Start of PROVIDED ENTRIES

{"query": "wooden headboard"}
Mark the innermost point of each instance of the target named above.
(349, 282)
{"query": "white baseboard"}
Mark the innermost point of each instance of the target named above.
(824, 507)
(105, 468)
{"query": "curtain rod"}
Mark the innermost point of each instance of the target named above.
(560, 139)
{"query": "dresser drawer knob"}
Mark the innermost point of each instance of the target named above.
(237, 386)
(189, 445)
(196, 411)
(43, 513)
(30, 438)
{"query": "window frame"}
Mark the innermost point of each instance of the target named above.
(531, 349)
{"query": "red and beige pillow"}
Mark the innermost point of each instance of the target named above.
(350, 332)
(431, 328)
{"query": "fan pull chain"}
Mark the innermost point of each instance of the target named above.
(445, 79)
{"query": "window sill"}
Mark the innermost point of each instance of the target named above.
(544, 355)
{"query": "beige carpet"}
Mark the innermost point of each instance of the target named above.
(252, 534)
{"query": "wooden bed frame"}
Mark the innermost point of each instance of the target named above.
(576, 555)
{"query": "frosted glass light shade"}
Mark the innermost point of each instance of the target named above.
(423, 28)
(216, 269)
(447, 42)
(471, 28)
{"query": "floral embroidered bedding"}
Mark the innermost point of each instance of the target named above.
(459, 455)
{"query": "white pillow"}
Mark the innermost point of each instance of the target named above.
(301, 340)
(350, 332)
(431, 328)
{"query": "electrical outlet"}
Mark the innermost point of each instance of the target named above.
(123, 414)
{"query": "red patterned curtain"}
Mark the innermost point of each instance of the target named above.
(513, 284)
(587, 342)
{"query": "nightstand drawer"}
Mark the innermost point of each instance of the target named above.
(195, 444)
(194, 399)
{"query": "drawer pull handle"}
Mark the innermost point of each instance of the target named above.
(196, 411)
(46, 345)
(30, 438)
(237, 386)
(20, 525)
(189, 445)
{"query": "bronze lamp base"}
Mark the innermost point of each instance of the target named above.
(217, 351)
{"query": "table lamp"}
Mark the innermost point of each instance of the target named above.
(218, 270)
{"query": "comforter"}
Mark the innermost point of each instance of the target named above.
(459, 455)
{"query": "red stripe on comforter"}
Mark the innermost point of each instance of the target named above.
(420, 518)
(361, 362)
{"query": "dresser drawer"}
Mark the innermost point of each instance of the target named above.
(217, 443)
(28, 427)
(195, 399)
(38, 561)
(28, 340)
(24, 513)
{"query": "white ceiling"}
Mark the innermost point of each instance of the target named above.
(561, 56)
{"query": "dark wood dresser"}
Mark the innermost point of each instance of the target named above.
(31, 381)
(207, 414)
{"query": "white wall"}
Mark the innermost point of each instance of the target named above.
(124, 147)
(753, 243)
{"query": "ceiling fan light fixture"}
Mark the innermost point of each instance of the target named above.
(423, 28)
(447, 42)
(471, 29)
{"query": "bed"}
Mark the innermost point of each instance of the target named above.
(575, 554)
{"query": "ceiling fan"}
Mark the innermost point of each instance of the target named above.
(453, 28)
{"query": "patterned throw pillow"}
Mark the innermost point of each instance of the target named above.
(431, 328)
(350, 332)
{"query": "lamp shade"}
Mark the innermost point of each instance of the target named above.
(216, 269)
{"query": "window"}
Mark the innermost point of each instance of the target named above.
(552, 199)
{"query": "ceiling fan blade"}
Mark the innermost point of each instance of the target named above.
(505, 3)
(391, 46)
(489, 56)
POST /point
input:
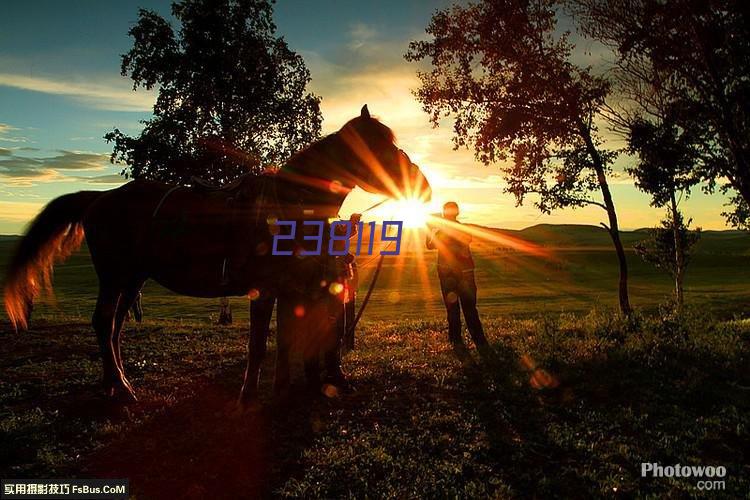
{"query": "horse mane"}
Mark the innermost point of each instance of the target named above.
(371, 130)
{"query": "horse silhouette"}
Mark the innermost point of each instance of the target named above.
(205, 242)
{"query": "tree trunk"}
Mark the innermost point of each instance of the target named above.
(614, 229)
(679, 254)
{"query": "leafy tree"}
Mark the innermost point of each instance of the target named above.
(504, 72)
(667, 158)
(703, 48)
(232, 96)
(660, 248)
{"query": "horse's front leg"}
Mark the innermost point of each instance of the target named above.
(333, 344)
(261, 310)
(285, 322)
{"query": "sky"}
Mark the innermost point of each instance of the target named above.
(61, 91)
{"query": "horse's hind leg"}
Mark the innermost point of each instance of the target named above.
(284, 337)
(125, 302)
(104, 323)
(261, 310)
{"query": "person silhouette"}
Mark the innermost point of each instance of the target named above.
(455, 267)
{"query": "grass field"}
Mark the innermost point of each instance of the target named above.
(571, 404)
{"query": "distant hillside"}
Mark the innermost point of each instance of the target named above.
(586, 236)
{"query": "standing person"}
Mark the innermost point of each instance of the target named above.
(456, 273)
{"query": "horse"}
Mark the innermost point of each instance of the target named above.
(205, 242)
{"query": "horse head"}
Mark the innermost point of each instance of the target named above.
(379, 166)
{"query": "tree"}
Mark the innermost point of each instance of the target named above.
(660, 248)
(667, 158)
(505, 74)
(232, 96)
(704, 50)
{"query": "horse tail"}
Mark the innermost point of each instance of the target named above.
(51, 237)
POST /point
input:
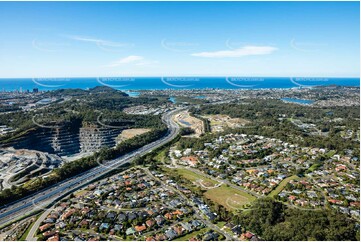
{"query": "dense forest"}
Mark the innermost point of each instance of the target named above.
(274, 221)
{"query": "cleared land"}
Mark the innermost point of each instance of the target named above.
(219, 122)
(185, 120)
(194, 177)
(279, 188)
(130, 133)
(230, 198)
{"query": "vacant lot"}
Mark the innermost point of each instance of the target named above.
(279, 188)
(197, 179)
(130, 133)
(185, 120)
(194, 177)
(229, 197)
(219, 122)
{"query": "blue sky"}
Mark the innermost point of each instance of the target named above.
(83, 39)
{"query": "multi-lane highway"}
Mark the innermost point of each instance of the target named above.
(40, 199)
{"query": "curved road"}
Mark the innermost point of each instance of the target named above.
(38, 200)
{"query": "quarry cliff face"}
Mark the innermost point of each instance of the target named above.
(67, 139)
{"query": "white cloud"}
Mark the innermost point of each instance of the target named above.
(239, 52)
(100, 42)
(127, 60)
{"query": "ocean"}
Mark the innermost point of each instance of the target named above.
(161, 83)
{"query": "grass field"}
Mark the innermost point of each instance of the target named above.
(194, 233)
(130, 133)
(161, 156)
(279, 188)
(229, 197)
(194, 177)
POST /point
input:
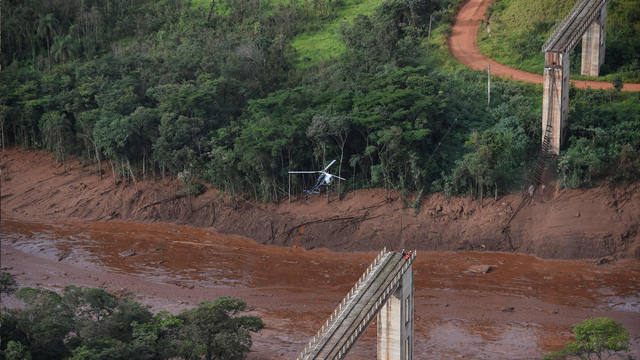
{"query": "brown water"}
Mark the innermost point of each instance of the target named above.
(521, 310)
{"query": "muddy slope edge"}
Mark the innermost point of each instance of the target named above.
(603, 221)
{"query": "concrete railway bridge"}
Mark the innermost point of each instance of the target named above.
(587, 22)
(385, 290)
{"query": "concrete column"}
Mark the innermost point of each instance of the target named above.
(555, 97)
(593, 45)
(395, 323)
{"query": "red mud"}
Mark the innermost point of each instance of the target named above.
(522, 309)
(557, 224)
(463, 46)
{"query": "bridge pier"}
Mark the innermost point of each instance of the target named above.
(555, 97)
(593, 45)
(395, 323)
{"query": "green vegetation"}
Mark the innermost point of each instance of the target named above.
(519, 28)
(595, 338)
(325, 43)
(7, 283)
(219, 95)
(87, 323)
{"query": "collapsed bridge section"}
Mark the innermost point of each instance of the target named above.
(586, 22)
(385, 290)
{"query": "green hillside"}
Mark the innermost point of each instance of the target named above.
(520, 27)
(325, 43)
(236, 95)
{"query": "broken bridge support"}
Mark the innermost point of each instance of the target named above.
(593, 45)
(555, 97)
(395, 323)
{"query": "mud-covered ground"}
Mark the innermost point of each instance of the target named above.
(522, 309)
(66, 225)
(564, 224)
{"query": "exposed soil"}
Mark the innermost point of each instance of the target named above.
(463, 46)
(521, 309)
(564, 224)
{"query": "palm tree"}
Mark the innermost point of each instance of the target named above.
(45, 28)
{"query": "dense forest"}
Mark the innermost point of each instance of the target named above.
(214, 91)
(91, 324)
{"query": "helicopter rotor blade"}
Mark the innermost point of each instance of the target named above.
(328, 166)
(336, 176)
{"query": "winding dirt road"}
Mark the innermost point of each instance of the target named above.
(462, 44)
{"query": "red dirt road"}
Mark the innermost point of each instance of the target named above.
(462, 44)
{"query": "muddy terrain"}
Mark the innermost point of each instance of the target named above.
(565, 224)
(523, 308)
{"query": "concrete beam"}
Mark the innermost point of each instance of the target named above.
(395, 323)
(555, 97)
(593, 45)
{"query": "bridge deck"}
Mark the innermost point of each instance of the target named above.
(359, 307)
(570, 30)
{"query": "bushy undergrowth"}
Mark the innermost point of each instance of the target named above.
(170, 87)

End of PROVIDED ENTRIES
Start of PROVIDED ENTRIES

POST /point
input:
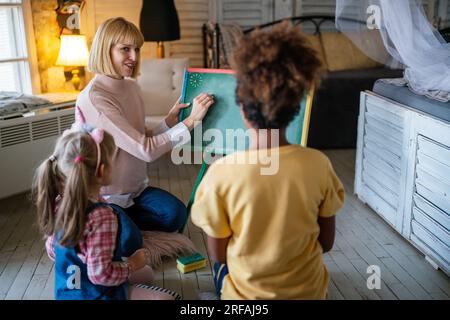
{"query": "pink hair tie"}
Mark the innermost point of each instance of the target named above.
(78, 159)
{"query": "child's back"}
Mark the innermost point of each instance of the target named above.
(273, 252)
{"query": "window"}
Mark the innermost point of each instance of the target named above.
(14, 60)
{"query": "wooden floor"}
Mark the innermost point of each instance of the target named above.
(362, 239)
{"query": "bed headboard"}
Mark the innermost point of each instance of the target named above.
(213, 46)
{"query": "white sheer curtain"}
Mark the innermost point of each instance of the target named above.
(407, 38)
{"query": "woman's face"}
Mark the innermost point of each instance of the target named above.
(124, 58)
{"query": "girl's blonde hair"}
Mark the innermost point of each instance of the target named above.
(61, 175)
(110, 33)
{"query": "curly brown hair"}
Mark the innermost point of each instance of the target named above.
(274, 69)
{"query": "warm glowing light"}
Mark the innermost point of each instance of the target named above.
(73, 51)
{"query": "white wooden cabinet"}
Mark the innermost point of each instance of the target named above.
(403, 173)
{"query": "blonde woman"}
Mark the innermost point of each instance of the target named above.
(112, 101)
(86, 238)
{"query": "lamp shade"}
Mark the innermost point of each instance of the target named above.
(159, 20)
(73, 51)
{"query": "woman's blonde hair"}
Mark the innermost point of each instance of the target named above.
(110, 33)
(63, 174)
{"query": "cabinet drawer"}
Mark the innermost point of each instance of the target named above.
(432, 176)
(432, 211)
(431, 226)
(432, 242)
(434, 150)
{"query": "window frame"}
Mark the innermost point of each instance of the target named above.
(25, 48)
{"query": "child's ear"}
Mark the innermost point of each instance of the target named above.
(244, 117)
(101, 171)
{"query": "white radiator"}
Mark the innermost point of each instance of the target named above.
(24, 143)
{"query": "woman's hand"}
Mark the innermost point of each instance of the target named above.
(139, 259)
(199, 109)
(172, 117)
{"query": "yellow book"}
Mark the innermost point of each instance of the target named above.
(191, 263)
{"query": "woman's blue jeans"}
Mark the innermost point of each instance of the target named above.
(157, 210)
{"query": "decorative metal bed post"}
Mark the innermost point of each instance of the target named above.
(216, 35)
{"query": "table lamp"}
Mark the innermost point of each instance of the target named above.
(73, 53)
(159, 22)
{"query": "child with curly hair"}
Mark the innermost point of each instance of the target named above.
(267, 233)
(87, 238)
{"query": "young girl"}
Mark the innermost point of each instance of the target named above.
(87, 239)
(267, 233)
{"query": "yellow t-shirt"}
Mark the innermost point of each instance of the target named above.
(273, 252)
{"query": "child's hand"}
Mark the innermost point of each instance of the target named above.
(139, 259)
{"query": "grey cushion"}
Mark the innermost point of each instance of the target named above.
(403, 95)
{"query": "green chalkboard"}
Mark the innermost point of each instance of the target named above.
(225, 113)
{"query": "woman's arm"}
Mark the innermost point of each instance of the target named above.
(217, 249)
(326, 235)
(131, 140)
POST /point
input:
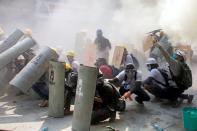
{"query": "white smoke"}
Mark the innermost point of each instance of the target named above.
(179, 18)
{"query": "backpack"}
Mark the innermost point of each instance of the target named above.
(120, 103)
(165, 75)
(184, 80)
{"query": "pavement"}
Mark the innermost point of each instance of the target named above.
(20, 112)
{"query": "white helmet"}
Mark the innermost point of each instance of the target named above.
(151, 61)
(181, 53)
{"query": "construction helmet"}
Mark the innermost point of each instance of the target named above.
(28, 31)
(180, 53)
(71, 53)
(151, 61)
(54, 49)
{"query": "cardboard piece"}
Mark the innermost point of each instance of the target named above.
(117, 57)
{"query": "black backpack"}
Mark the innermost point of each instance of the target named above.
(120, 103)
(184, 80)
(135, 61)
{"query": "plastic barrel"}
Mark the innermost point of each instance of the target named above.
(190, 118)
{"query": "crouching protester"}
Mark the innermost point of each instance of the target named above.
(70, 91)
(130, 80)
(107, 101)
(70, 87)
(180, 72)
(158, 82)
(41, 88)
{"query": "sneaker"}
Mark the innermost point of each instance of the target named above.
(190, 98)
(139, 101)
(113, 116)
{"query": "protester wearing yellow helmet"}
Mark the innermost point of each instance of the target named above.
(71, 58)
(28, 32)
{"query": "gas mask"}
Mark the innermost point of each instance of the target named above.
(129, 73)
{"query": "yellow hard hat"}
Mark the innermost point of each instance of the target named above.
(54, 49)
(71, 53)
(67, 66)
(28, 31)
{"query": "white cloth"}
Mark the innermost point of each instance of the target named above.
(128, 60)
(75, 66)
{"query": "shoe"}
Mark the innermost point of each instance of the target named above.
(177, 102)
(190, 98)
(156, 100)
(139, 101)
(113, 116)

End of PROVIDED ENTRIES

■ WRITTEN EXERCISE
Which lines in the data above contain the word "pillow"? Locate each one and copy it out in full.

■ SOLVED PROBLEM
{"query": "red and beige pillow"}
{"query": "white pillow"}
{"query": "patterned throw pillow"}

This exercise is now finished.